Brief – Lay out every line of the material below as a Markdown table with the columns Row and Material line, one numbered row per line. Skip blank lines and leave the pictures out.

Dataset records –
-- start --
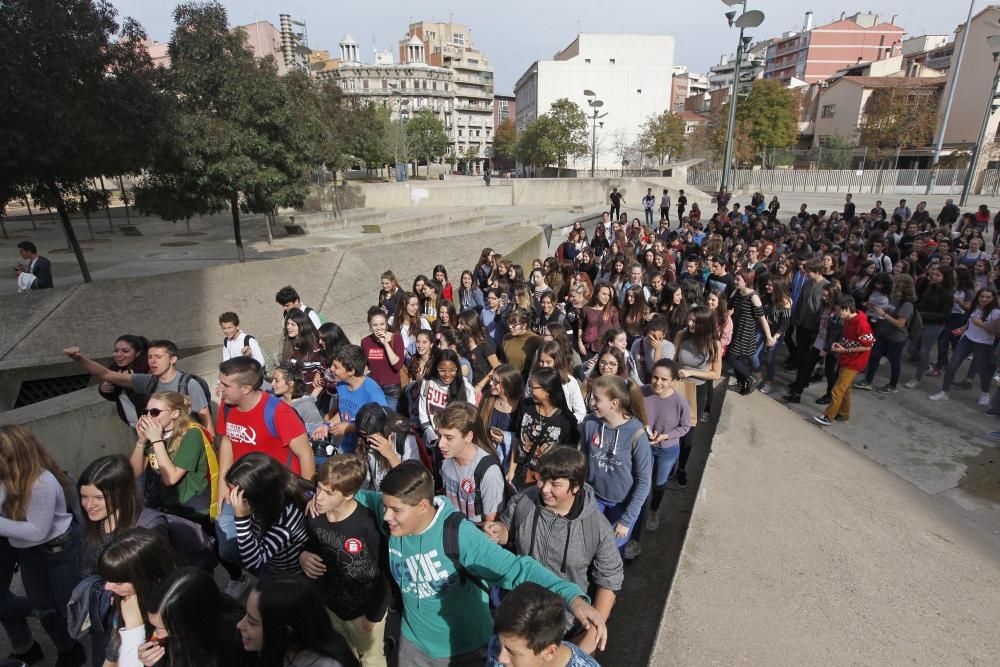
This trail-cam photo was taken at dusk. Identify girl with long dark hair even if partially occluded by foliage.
[226,452,307,576]
[236,575,360,667]
[138,567,250,667]
[97,334,149,428]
-- end --
Complete output –
| Row | Material line |
|---|---|
| 1 | This trail-cam photo was taken at dusk. Identify girl with long dark hair even if partially occluded by foliage. |
| 2 | [226,452,307,576] |
| 3 | [236,575,360,667] |
| 4 | [138,567,250,667] |
| 5 | [97,334,149,428] |